▼

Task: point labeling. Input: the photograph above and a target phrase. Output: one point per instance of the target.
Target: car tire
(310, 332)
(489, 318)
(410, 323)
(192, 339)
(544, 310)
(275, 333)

▲

> _About this task_
In full and word for word, set down the records shown above.

> _Response_
Task: point labeling. Input: the photograph above and a target phrase. Output: one point per instance of the target.
Target: car tire
(310, 332)
(489, 318)
(410, 323)
(192, 339)
(544, 310)
(275, 333)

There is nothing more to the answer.